■ WHAT NEEDS TO BE DONE ■
Reproduce all the entries exactly.

■ ITEMS ■
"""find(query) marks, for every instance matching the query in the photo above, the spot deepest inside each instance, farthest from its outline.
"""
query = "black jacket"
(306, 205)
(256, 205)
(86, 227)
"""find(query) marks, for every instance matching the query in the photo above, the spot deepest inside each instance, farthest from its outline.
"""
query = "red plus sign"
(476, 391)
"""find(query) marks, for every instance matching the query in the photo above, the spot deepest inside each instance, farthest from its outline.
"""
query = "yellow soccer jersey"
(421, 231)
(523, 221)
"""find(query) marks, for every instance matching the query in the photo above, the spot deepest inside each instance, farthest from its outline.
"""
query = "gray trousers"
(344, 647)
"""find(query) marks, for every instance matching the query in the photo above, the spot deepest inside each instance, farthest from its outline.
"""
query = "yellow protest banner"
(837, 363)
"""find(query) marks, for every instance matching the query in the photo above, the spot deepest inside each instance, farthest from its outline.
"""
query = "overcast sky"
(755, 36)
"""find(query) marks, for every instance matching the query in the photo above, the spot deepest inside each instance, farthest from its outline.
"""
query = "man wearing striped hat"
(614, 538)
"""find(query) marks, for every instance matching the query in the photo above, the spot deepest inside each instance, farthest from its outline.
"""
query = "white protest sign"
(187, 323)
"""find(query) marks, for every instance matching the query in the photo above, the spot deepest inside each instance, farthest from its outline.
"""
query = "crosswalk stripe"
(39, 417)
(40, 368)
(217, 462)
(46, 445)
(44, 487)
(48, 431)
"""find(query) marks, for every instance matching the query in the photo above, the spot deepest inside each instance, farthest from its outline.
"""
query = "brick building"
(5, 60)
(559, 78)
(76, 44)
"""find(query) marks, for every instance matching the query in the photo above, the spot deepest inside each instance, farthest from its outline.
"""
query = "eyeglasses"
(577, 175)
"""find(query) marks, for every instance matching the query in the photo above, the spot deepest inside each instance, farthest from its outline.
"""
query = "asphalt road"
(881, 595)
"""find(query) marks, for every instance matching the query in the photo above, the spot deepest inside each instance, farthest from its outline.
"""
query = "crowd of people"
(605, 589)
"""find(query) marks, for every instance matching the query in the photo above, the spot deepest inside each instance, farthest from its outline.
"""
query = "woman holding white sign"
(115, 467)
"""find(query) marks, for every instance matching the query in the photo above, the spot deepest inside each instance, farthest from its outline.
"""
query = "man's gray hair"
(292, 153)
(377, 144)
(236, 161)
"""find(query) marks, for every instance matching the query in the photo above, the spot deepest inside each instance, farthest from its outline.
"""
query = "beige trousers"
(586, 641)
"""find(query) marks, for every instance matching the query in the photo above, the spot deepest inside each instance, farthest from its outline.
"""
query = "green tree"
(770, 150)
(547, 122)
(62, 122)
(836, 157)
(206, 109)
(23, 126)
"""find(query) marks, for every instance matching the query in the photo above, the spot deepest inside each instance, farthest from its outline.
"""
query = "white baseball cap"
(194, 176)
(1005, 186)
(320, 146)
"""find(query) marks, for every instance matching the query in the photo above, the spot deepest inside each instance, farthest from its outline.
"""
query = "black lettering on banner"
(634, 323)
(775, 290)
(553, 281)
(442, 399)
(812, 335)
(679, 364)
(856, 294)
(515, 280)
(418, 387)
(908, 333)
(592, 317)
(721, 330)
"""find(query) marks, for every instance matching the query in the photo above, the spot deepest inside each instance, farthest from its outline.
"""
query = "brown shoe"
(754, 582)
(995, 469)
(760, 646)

■ TASK RESULT ■
"""find(query) marks, for every instance matching the query in the photo above, the spot deepest inside each instance, farthest from its outline.
"""
query = "black jacket"
(306, 205)
(256, 205)
(86, 227)
"""find(query) marks, for every instance matching the query in the photo above, the spot deepest inside each instance, farthest from its outline.
"""
query = "red plus sign"
(476, 391)
"""find(query) marks, for every instance matching the query in the photo above, the spot deepest inside each instance, farthest from its outline.
"""
query = "yellow soccer jersey"
(421, 231)
(523, 221)
"""find(query) marks, for every instance matching the query in the photo above, the spot deepest inside each instance, farthest from its outline.
"""
query = "gray trousers"
(344, 647)
"""find(query) marks, for every instance matching the query in the photo above, the spot deepest inside each instance, farthest from its outline.
"""
query = "yellow protest banner"
(837, 363)
"""find(query) marks, for every instance matching the query in the photo above, the spot deepest inside each instance, farthest from its outline.
"""
query = "overcast sky"
(755, 36)
"""find(query) marks, for every instance matching the query in the photo above, the spot deepest inside each instance, farthest from its outline.
"""
query = "man wearing striped hat"
(614, 538)
"""find(query) marks, for every instance matching the query in the photo above, the spot deepest inside each instance, farthest from its outline.
"""
query = "white protest sign"
(187, 323)
"""find(query) marks, for every instance matching the query in the photo above, the spot deepest inside each instance, farthest from its outline.
"""
query = "crosswalk stripe"
(39, 417)
(40, 368)
(217, 462)
(46, 445)
(44, 487)
(48, 431)
"""find(query) marks, for every instance matching the query in the photo above, the spot deepest inside each instance, farthest from its outline.
"""
query = "brick building"
(5, 60)
(559, 78)
(76, 44)
"""find(query) marks, for every instance matching the query in the photo above, the spot deepest inside each instance, farthest from its outline.
"""
query = "eyeglasses"
(577, 175)
"""find(query) marks, for every instance matching the query in the photo above, the spot deepest inside each instance, farthest from its outline.
"""
query = "asphalt road"
(881, 595)
"""find(query) marks, for every instance matching the query in the photo above, the spot deepest inside each instance, farthest from its outline.
"""
query = "crowd of people"
(605, 589)
"""find(query) marks, for every instance matching the query in the photo above, the spot deepest inside each instance, farthest from its outline.
"""
query = "woman holding white sign"
(115, 467)
"""find(query) marks, for every instance matching the query in the photo above, the spot deepest inside each instance, farthest from its outline.
"""
query = "man's gray hair"
(292, 153)
(377, 144)
(236, 161)
"""find(query) marks, for every instance matching the query in the photo above, the spot deepest inside each instance, farthest from its outline.
"""
query = "beige trousers"
(586, 641)
"""find(query) marks, for every instance matching the query in the photo above, the spot deepest inside each instance, farthest from its outline.
"""
query = "green tree"
(770, 150)
(547, 122)
(62, 122)
(836, 157)
(206, 109)
(23, 126)
"""find(query) marks, for every instance matching the query in the photo above, the spot deepest inside each instance, farthest from its outline.
"""
query = "white baseball cap"
(194, 176)
(1005, 186)
(320, 146)
"""find(query) marks, for every instance matching the query in the photo above, the spot deepest inside each instance, farthest from its outline.
"""
query = "black lettering on banner"
(634, 323)
(775, 290)
(553, 281)
(442, 399)
(812, 335)
(679, 364)
(856, 294)
(515, 280)
(418, 387)
(908, 333)
(592, 317)
(721, 330)
"""find(query) marks, for every instance matching the query in the photo above, the spot deepest inside each instance, farthest from its outline.
"""
query = "brown shoe"
(754, 582)
(995, 469)
(760, 646)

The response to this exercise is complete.